TEXTE SOURCE:
Un tonnelet, une jarre etc. de poisson fumé , s'il se conserve plus longtemps que l'aliment frais, il lui est donc possible de voyager aussi plus loin...
On va donc diffuser l'aliment en dehors de sa zone de production. Vers des endroits avec des acheteurs qui ont des sous: des villes, etc.
La nourriture, comme les vêtements, a de tout temps été un moyen, pour les couches les plus aisées des populations, de se démarquer des moins bien lotis.
D'où une recherche continuelle, entre autre, d'étoffes et de mets venant de pays lointains...( ou de la région d'à côté, voire... ;) )
Est-t-il possible de considérer que cette volonté continuelle d'affirmer leur prééminence de la part des nobles ou bourgeois, (suivant le siècle)-y compris donc concernant leur nourriture- soit la cause d'une diffusion élargie de produits fumés,salés, etc ?
j'ai eu cette idée en lisant vos messages, qu'en pensez-vous? Avez vous des études ou livres à me conseiller qui me permettraient de creuser cette question ?
Merci par avance.

Sinon, pour les anguilles, et les silures, vous m'avez mis l'eau à la bouche !!!
[img]smile/bluewink.gif[/img]
gastronomiquement vôtre...

Posté : sam. janv. 16, 2010 5:23 pm
par yrwanel
Je dirais platement que, à partir du moment où on a pas de frigo, de congélateur: on assure, dans tous les cas, les "mauvaises saisons".

EXTRAIT DES DONNÉES:
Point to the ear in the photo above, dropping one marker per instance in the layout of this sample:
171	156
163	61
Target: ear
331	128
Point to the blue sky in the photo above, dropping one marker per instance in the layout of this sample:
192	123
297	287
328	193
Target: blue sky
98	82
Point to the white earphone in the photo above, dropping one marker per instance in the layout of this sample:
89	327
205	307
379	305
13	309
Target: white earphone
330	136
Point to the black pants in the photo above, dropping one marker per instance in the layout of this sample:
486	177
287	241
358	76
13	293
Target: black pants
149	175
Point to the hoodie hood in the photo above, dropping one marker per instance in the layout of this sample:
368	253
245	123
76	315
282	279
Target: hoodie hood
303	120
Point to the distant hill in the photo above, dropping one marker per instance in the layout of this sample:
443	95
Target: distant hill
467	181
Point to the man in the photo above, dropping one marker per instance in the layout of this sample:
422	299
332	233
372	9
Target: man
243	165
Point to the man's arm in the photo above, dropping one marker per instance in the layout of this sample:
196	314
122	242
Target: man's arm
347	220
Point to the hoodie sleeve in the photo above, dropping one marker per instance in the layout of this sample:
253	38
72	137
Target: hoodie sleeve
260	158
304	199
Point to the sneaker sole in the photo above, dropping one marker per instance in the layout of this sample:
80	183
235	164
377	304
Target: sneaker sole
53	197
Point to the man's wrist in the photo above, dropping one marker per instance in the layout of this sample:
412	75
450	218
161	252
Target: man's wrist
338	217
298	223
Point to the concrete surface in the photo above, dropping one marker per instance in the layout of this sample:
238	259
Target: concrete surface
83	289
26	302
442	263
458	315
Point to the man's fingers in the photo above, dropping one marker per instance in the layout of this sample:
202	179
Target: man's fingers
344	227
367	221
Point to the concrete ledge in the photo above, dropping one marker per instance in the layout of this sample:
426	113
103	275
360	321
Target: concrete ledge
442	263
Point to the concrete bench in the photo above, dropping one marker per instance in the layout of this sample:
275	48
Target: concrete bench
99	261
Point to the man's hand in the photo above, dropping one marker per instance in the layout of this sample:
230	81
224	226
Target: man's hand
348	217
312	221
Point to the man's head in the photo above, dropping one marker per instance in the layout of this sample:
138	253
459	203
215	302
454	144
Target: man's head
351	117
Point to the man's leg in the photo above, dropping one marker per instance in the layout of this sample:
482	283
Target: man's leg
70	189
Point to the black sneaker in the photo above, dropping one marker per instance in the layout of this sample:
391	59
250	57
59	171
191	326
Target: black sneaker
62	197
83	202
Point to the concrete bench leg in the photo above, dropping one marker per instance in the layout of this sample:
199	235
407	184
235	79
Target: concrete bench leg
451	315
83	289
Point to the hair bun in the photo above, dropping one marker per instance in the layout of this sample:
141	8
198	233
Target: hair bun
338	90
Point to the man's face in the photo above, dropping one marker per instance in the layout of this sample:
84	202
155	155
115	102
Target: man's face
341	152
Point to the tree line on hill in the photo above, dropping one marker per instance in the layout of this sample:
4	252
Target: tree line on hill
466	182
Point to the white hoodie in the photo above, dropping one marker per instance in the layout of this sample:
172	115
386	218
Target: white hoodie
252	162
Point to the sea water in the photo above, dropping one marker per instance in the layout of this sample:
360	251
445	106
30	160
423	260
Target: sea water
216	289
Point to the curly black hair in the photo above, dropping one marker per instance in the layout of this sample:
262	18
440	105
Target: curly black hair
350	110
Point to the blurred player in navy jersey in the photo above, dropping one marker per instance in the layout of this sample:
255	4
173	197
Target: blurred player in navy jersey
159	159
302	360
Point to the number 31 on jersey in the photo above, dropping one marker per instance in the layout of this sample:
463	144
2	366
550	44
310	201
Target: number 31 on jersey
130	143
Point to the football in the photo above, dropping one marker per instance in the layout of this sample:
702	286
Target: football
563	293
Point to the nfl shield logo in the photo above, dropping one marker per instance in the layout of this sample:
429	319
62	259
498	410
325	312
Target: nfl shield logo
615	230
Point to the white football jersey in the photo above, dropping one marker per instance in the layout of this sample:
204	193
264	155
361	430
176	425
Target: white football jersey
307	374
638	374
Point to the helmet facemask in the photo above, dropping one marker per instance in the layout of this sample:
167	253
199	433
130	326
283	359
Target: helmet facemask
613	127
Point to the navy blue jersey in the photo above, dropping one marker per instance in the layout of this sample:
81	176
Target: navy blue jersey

CONSIGNE: D'après le texte source, vers quels endroits diffuse-t-on l'aliment une fois qu'il peut voyager plus loin ?

RÉPONSE ATTENDUE: Vers des endroits où se trouvent des acheteurs qui ont des sous, comme des villes.